## [Extract to read]
___
Spirit Airlines Lifts Q4 Guidance: The Sell-Side Reacts

Spirit Airlines Incorporated SAVE said Monday that it expects its total revenue per available seat mile, or RASM, to rise around 11 percent in the fourth quarter —nearly double its initial guidance of 6 percent.

Raymond James, Bank of America Merrill Lynch and JPMorgan issued notes in reaction to the  guidance update, which helped boost Spirit shares higher.

The Analysts

Raymond James' Savanthi Syth maintains a Strong Buy rating on Spirit Airlines.

Bank of America's Andrew Didora maintains at Buy, price target lifted from $57 to $63.

JPMorgan's Jamie Baker maintains at Neutral, unchanged $59 price target.

Raymond James: Favorable Trends Holding

Spirit Airlines lifted its fourth-quarter RASM guidance, which implies favorable yield trends are "holding so far" despite a recent pullback in fuel prices, Syth said in a note.

The improved outlook can also be attributed to the following, the analyst said:

  • Better performance from its dynamic pricing initiatives.
  • Improved loads from optimizing its schedule.
  • A better overall environment at a peak period.

The airliner narrowed its Q4 CASM-Ex — excluding fuel and special items — from a range of 5-6 percent to 5-5.5 percent and lowered its fuel cost per gallon from $2.46 to $2.27, the analyst said.

Spirit's 2018 EPS is now tracking around 20 percent better than previously modeled and around 14 percent ahead of the consensus estimate, according to Raymond James.
___
## [Dataset rows]

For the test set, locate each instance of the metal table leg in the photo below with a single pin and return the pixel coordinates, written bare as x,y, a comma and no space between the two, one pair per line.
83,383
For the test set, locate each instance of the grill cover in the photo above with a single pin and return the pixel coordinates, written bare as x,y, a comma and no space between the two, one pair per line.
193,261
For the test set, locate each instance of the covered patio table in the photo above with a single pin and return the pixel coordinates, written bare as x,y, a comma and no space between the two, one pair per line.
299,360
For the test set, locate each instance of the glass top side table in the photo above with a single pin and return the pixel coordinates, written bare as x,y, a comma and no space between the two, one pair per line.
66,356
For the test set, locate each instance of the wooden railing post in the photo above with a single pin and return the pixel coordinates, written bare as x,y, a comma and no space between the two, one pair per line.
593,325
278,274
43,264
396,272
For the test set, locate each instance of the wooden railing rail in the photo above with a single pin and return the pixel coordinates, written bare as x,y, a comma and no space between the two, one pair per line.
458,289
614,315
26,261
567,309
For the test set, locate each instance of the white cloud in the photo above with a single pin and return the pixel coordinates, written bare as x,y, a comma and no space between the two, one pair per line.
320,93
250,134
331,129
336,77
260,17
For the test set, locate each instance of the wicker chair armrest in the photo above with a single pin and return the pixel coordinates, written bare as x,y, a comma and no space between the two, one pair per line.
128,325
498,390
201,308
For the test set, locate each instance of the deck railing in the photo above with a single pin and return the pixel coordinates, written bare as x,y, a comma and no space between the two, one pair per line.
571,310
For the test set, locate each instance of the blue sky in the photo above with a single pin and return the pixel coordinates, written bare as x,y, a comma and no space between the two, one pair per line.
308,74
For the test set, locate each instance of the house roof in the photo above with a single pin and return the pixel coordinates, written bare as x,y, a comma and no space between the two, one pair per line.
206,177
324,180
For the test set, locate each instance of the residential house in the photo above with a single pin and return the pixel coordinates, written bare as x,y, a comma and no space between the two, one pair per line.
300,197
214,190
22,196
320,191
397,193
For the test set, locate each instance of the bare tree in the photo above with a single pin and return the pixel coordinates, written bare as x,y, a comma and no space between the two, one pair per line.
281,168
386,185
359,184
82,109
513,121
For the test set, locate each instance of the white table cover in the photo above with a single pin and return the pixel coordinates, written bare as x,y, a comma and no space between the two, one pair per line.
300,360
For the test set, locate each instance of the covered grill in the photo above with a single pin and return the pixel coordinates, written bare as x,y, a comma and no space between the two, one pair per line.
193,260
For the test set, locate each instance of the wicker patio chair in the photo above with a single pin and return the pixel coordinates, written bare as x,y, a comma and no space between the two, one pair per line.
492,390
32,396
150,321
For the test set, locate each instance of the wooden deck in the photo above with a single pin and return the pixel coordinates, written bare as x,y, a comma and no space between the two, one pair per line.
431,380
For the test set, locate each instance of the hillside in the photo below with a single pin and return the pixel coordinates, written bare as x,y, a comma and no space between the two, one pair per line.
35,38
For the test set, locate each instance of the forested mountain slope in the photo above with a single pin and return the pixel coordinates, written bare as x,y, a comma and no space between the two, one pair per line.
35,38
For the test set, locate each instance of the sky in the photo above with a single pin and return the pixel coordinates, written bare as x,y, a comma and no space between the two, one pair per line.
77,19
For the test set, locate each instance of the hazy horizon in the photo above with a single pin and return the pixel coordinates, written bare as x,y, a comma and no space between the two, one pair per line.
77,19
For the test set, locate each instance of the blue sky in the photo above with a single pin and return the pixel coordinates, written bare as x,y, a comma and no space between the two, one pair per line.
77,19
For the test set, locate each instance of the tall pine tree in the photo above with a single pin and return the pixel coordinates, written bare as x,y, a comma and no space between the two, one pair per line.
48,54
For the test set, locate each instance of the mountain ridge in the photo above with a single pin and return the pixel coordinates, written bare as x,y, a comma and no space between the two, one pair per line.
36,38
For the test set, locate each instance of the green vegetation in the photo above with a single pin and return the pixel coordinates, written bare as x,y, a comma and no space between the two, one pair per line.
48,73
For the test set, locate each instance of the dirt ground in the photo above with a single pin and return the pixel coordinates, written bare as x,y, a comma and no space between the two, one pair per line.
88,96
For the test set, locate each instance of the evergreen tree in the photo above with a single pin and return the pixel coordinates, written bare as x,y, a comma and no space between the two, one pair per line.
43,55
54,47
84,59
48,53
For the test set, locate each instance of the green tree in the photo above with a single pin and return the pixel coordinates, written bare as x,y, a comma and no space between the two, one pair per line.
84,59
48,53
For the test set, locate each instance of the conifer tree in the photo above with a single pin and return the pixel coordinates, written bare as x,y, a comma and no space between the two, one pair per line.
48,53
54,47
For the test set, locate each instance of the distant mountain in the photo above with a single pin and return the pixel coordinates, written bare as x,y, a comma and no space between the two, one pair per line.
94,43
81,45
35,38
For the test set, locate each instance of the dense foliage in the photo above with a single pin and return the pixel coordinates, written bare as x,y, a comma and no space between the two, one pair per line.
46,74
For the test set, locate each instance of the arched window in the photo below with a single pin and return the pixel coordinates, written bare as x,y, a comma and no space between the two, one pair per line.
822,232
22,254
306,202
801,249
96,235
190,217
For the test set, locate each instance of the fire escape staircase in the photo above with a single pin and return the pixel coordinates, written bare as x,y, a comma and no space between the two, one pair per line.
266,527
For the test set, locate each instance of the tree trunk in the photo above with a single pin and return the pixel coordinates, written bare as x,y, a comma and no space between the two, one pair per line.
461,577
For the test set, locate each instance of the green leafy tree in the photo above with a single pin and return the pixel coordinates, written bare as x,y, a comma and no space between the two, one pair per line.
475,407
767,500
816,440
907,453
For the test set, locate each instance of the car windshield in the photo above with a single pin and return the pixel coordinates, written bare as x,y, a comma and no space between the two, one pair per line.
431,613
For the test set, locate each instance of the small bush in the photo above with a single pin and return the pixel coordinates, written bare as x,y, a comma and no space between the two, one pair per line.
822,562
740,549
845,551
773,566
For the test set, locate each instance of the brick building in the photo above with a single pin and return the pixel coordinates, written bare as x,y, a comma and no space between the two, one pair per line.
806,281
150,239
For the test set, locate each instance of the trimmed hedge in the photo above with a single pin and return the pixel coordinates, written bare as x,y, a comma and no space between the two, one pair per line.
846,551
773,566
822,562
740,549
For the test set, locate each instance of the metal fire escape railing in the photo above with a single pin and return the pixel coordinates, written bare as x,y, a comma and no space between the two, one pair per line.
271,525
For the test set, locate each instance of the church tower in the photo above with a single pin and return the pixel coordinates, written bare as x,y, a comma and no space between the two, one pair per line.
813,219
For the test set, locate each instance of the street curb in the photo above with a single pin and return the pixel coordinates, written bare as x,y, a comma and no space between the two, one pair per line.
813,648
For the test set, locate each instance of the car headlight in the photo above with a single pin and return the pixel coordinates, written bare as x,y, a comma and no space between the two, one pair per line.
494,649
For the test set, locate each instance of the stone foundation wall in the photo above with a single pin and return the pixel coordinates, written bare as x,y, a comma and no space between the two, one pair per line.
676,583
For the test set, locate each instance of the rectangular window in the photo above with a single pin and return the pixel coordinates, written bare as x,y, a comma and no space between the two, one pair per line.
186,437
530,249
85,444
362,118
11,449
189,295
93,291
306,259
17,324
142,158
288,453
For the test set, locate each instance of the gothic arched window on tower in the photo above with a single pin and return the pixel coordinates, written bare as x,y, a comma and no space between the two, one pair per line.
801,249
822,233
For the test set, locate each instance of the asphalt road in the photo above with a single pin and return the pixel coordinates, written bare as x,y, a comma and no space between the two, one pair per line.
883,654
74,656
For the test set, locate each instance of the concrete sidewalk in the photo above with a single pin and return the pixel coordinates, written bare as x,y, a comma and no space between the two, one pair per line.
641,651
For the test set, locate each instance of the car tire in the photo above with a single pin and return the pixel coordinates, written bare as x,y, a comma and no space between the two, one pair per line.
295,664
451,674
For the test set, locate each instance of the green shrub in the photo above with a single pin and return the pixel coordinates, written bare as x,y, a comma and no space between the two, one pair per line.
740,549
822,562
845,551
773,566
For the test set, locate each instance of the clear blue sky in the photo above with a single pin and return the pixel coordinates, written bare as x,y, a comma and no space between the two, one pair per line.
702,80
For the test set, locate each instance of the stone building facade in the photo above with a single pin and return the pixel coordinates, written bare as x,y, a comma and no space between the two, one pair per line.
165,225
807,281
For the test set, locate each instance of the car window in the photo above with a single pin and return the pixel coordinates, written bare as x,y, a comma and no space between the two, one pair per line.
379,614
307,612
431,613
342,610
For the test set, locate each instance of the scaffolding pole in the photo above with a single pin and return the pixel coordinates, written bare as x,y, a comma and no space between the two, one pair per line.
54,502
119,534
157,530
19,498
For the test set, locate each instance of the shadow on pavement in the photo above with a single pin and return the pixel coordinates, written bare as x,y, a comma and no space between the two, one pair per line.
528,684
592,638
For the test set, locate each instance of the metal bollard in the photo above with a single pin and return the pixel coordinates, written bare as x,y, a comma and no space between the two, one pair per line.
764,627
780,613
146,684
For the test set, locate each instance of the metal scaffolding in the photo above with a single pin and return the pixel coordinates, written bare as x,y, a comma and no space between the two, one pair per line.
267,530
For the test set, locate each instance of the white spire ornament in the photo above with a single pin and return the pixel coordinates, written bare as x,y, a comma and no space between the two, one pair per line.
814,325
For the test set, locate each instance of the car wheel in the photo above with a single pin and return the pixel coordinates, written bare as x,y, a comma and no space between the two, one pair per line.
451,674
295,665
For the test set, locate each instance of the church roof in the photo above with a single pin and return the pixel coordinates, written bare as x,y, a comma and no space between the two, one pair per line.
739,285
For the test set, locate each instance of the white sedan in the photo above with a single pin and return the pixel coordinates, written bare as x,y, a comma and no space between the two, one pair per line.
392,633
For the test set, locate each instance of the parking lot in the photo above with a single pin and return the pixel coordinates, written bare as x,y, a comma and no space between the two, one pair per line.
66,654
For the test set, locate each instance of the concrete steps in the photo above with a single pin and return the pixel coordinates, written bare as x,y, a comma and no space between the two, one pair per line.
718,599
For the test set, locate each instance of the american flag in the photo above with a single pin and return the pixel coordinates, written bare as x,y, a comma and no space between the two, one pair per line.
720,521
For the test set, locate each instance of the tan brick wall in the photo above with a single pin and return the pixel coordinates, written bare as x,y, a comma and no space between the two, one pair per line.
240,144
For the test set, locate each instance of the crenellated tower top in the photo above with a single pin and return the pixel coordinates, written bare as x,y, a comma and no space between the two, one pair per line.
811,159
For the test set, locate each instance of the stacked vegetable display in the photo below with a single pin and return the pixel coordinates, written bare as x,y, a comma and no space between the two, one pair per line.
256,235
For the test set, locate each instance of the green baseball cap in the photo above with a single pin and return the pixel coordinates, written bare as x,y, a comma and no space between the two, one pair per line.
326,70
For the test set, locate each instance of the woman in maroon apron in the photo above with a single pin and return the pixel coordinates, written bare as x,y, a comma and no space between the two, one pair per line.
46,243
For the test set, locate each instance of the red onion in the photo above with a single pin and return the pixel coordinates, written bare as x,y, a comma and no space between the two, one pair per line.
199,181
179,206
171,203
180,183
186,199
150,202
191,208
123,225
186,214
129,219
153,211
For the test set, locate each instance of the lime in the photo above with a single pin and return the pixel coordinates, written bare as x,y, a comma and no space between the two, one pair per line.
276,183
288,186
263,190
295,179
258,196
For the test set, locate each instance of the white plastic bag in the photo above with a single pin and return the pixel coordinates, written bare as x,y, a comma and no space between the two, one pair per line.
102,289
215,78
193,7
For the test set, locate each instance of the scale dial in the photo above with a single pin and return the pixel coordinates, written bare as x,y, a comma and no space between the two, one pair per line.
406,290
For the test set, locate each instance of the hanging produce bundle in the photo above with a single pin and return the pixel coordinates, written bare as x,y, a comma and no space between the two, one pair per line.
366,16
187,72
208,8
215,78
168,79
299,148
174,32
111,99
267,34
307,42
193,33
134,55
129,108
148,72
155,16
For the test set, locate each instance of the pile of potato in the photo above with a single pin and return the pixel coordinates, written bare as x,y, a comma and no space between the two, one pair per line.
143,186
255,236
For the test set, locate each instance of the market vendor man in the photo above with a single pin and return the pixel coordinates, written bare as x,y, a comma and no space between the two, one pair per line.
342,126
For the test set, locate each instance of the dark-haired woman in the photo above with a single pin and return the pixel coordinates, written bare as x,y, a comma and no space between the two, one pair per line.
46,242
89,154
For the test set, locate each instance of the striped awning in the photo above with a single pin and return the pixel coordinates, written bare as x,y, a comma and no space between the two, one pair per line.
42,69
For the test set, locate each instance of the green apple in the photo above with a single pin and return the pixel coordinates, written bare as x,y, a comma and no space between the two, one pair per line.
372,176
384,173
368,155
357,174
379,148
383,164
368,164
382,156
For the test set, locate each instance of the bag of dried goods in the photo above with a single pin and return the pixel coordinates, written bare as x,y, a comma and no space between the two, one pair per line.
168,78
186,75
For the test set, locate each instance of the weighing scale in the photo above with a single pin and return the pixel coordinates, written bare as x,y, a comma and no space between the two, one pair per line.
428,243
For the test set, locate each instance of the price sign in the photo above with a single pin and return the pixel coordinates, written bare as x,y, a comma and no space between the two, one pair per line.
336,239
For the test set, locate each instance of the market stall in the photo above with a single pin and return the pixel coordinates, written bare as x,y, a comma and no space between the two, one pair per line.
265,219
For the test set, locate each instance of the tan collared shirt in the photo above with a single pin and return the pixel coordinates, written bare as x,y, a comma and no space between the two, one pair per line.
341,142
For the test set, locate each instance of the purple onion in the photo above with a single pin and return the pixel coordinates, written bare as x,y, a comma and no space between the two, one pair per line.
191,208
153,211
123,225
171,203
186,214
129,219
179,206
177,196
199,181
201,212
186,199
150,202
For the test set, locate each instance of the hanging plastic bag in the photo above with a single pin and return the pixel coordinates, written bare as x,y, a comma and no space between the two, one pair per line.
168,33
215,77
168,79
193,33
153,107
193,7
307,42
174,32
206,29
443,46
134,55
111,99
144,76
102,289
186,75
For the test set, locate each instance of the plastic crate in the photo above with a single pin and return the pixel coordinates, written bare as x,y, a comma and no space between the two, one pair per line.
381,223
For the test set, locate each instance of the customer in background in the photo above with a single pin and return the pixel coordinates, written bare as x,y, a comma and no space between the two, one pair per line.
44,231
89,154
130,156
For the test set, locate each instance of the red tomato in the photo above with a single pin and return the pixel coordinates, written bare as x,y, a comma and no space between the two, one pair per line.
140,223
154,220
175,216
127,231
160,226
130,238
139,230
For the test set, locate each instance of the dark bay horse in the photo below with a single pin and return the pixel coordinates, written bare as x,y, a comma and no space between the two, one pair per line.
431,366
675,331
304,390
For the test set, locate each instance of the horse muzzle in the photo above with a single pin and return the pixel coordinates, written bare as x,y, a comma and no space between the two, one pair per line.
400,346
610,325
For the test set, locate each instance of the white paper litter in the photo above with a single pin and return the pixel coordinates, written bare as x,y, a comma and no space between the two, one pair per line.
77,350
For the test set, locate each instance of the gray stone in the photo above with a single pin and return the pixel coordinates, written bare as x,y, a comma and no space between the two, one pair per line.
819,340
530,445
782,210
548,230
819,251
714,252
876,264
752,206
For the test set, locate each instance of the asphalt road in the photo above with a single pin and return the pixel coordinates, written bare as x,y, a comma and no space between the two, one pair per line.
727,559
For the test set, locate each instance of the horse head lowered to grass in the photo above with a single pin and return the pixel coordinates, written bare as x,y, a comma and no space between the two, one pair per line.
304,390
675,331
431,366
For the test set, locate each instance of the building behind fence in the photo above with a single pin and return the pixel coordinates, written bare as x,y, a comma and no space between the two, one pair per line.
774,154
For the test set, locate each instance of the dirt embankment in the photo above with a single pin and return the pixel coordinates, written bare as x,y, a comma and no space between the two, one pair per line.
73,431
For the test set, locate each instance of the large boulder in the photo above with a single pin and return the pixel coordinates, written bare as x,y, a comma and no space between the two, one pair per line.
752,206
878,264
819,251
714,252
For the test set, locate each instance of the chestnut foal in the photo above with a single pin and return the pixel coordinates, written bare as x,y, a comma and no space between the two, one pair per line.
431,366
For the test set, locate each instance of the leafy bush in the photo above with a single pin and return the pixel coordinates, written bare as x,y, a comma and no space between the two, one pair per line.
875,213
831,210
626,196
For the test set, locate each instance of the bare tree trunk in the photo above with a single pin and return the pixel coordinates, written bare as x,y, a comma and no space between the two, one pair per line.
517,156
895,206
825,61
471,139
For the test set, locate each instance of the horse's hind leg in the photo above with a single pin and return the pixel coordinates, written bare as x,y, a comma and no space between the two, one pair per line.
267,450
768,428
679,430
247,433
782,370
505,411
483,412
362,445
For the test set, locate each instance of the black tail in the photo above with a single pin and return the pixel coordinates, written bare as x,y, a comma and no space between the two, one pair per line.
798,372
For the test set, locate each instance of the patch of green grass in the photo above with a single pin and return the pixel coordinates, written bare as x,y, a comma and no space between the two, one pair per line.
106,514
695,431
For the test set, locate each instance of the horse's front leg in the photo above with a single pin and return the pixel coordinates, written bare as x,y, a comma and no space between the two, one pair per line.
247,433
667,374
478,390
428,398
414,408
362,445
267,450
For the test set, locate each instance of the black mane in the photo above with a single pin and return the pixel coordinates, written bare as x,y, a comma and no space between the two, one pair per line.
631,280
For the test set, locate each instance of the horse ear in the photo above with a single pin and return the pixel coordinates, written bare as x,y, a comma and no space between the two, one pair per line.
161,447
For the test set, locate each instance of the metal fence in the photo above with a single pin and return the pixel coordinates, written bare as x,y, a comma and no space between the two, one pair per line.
___
## [Your task]
Print the Spirit Airlines guidance report again in full, word for word. The data is separate material and stands apart from the Spirit Airlines report.

## [Response]
Spirit Airlines Lifts Q4 Guidance: The Sell-Side Reacts

Spirit Airlines Incorporated SAVE said Monday that it expects its total revenue per available seat mile, or RASM, to rise around 11 percent in the fourth quarter —nearly double its initial guidance of 6 percent.

Raymond James, Bank of America Merrill Lynch and JPMorgan issued notes in reaction to the  guidance update, which helped boost Spirit shares higher.

The Analysts

Raymond James' Savanthi Syth maintains a Strong Buy rating on Spirit Airlines.

Bank of America's Andrew Didora maintains at Buy, price target lifted from $57 to $63.

JPMorgan's Jamie Baker maintains at Neutral, unchanged $59 price target.

Raymond James: Favorable Trends Holding

Spirit Airlines lifted its fourth-quarter RASM guidance, which implies favorable yield trends are "holding so far" despite a recent pullback in fuel prices, Syth said in a note.

The improved outlook can also be attributed to the following, the analyst said:

  • Better performance from its dynamic pricing initiatives.
  • Improved loads from optimizing its schedule.
  • A better overall environment at a peak period.

The airliner narrowed its Q4 CASM-Ex — excluding fuel and special items — from a range of 5-6 percent to 5-5.5 percent and lowered its fuel cost per gallon from $2.46 to $2.27, the analyst said.

Spirit's 2018 EPS is now tracking around 20 percent better than previously modeled and around 14 percent ahead of the consensus estimate, according to Raymond James.